───── STORED ROWS ─────
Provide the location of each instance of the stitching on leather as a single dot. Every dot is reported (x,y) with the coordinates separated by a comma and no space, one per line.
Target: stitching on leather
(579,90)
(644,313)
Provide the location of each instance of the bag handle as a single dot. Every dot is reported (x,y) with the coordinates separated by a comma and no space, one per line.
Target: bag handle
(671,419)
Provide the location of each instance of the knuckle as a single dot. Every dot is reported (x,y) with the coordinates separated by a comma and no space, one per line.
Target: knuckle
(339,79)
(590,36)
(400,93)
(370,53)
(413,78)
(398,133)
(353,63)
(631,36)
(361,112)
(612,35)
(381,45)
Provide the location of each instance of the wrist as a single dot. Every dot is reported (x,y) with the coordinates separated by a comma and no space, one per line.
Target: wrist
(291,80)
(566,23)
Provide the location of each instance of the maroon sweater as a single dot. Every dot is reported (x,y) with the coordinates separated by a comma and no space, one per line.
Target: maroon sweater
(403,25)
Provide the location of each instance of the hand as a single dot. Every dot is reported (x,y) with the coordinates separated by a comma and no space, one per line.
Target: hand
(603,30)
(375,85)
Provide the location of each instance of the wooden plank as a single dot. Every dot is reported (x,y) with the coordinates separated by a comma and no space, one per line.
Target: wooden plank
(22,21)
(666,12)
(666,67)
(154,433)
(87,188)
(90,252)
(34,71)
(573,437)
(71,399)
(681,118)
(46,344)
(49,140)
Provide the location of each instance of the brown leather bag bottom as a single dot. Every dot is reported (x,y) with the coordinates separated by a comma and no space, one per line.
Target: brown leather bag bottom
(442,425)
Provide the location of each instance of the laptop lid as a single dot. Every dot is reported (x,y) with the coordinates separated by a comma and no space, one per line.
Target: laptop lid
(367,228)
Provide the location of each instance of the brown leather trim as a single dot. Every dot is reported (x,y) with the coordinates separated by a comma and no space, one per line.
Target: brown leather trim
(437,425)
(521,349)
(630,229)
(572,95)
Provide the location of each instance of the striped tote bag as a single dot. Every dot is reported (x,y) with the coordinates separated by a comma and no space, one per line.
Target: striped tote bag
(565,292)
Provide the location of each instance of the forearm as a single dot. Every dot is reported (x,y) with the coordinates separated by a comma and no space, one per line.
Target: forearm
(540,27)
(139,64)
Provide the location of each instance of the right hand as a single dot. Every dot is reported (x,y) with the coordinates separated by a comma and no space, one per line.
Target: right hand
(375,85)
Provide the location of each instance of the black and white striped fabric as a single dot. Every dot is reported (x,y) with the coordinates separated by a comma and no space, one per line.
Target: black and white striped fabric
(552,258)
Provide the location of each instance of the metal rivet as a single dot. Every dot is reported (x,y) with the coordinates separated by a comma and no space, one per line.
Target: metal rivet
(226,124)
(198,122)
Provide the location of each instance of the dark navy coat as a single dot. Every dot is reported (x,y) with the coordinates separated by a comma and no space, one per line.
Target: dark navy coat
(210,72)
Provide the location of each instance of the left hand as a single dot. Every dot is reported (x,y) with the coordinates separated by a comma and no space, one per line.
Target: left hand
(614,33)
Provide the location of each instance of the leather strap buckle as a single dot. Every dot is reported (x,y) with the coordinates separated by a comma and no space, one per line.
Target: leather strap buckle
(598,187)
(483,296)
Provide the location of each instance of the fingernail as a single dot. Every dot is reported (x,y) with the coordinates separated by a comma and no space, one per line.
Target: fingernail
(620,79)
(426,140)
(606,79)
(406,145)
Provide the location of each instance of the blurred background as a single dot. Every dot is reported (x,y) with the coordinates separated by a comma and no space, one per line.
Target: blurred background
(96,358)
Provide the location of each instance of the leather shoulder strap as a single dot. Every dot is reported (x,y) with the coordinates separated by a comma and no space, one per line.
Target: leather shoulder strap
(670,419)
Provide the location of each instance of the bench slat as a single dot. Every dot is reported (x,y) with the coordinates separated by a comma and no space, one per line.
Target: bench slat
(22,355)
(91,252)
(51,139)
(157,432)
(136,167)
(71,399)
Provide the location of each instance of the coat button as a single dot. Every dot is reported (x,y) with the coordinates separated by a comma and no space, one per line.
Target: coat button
─────
■ EXERCISE
Restate every line of the data word for word.

■ FINAL RESULT
Provide the location of each instance of the stitching on leather as a single dot. Every dot is reported (x,y) with the coordinates separated by a comma and no space, one per line.
Target: stitching on leather
(579,90)
(644,313)
Provide the location of each instance of the bag handle as a single dot. Every dot is reported (x,y) with the coordinates separated by a comma and no space, one per line.
Target: bag handle
(671,419)
Provide the location of each instance of the knuckle as a single dot. Every dot is reported (x,y) with the coordinates separated by a comma and no space, one per line.
Target: knuckle
(339,79)
(590,36)
(400,93)
(370,53)
(413,78)
(398,133)
(353,63)
(631,36)
(361,112)
(612,35)
(381,45)
Provide the location of each instance of the wrist as a single dot. Every dot is reported (x,y) with the coordinates separated by a comma and no space, one per line.
Target: wrist
(291,80)
(566,23)
Provide the location of each instance of the maroon sweater as a single dot. Every dot is reported (x,y) with the coordinates separated by a comma and no space, one per line.
Target: maroon sweater
(403,25)
Provide the location of each instance of the hand as a single dot. Every dot is reported (x,y) with the coordinates separated by a comma and no space, one per line.
Target: hand
(603,30)
(375,85)
Provide the location of each instance of the wooden plank as a single dot. Every dot is reported (x,y) with the coordinates separated by a comma and no space, one per line.
Target: wooden plank
(22,21)
(666,12)
(666,67)
(154,433)
(87,188)
(90,252)
(34,71)
(573,437)
(71,399)
(681,118)
(46,344)
(49,140)
Provide the location of each instance of the brown leather bag bottom as a single dot. Every dot is reported (x,y) with the coordinates separated by a comma and no space, one per line.
Target: brown leather bag bottom
(442,425)
Provide the location of each instance of the laptop lid as a single dot. Every dot is reported (x,y) with the coordinates separated by a comma and no space, one per line.
Target: laptop lid
(367,228)
Provide the location of each instance of the brown leather trim as a single dot. Every dot is reported (x,y) with the coordinates separated by a comma and no space, one per line.
Target: brown leather trim
(437,425)
(521,349)
(630,229)
(572,95)
Provide the location of each instance of the striped tote bag as a single dot. Every dot is reported (x,y) with the coordinates separated by a comma and no space, one per line.
Target: striped tote bag
(565,292)
Provide the location of each instance of the forearm as a single dot. Every dot is reported (x,y) with the coordinates separated by a comma and no space, one per line.
Target: forearm
(540,27)
(139,64)
Provide the location of each instance of the right hand as a single dot. Every dot is reported (x,y) with the coordinates separated by a comma and no space, one per line.
Target: right hand
(375,85)
Provide the location of each instance of the black and white striped fabric as a single dot. Every dot is reported (x,y) with the coordinates separated by a comma and no space, one per line.
Target: black and white striped fabric
(552,258)
Provide the location of each instance of the metal rivet as a single dot. Every dot is reported (x,y) with the coordinates separated by a comma and no space, one per line.
Target: metal rivet
(226,124)
(198,122)
Provide the location of each instance of the dark navy coat as a single dot. Every dot is reported (x,y) with the coordinates separated by a comma and no space, one per line.
Target: dark navy coat
(210,72)
Provide the location of each instance of the left hand as a single dot. Every dot is reported (x,y) with the coordinates separated by a comma and no space, one per line.
Target: left hand
(614,33)
Provide the location of each instance of the leather strap buckle as a single dot. Every dot is reported (x,y) with the coordinates separated by a comma and no space, one per line.
Target: leather strap buckle
(598,187)
(483,296)
Provide the location of each instance of the fingernail as a single dot. Every dot is reported (x,y) with the coordinates separated by a comma and no space, one per line.
Target: fingernail
(620,79)
(426,140)
(606,79)
(406,145)
Provide the location of each instance of the blurred background as a single dot. Every dot is reported (x,y) with the coordinates separated by a comma and no space, one per line.
Target: blurred background
(96,358)
Provide the location of each instance of the leather shoulder strap as a single dot. Every dot is reported (x,y) with the coordinates separated by a comma and no space, one per line.
Target: leather shoulder strap
(670,419)
Provide the location of each instance of the bench slat as a single dot. Every dot is reported (x,y) with the coordinates separated by a comma and no space, one per line.
Target: bench slat
(22,355)
(91,252)
(51,139)
(157,432)
(136,167)
(71,399)
Provide the location of each instance of the coat button as a single dot. Every dot is reported (x,y) with the coordinates separated by a comma and no space, one per line.
Target: coat button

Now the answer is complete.